Text ::
○ ○ ○

The health care reform bill that passed the House of Representatives last night is flawed and adulterated; but for millions of Americans who aren’t stockholders of insurance companies, failure to pass it would have been disastrous. That failure would have led to the continued spiraling out of control of health-care costs (and perhaps, ten or 15 years from now, a better solution, a single-payer system). But the bill is a start on the right road, not the wrong road.

Many Americans are troubled by the profound ideological divisions in the country that led to unanimous Republican opposition of this legislation.  It’s hard to say exactly why we are so deeply polarized – and no doubt there are many causes, some reaching deep into our history and others more recent. It is something worth reflecting upon for all of us. We have become two almost irreconcilable cultures, and that is bad. But whatever the causes, the fact is, despite President Obama’s rhetoric of bipartisanship, there are certain issues on which partisanship (a derogatory byword for honest philosophical division) is unavoidable and dignified. This is one of them.

I say this despite my revulsion at the extreme, virtually apocalyptic polemics with which the Republicans fought this bill. It doesn’t mean the end of the world, even for them. Although the stakes and the moral framework are different, the debate reminds me in some ways of the arguments that led to the Civil War, and after another century, to an America without slavery or Jim Crow (but not without racism).  A few decades from now all Americans will have decent health care – and some will still wish it were otherwise.

○ ○ ○

What is needed ::
Repeat word for word the part of the health care bill text above between "I say this despite" and "it were otherwise.", inclusive.

Raw data ::
○ ○ ○

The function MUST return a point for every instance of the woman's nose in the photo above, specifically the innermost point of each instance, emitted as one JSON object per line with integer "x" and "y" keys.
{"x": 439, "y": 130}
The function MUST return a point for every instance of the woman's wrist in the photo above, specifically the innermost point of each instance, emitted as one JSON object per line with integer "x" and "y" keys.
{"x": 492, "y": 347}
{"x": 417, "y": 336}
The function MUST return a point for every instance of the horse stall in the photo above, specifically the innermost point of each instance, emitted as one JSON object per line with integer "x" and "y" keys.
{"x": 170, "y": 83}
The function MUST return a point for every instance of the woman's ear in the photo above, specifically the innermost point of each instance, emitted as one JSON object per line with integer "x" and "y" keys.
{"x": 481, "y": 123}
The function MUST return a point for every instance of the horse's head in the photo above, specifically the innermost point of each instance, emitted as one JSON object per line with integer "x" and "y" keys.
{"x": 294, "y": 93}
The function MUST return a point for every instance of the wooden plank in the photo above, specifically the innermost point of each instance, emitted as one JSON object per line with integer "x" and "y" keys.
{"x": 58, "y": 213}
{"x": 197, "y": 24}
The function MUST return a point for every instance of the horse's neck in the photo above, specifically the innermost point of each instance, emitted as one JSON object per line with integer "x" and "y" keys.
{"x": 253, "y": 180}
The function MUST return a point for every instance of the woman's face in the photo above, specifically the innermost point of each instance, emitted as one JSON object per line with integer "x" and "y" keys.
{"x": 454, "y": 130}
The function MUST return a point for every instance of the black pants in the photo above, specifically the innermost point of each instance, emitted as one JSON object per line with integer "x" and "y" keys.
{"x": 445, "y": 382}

○ ○ ○

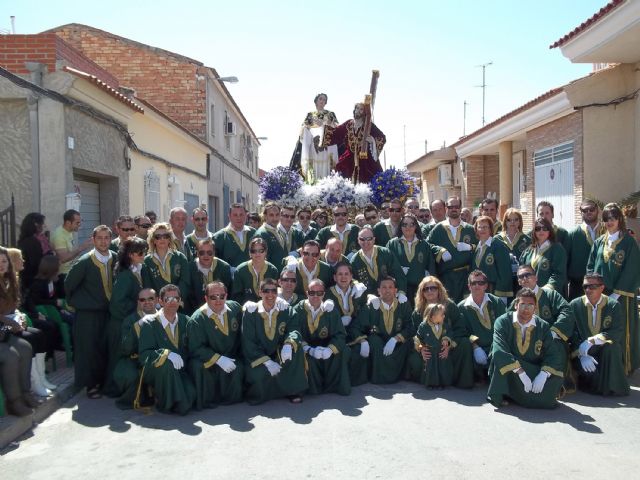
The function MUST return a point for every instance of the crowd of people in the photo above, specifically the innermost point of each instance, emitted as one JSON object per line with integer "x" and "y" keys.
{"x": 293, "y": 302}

○ ○ ○

Answer to the problem ::
I say this despite my revulsion at the extreme, virtually apocalyptic polemics with which the Republicans fought this bill. It doesn’t mean the end of the world, even for them. Although the stakes and the moral framework are different, the debate reminds me in some ways of the arguments that led to the Civil War, and after another century, to an America without slavery or Jim Crow (but not without racism).  A few decades from now all Americans will have decent health care – and some will still wish it were otherwise.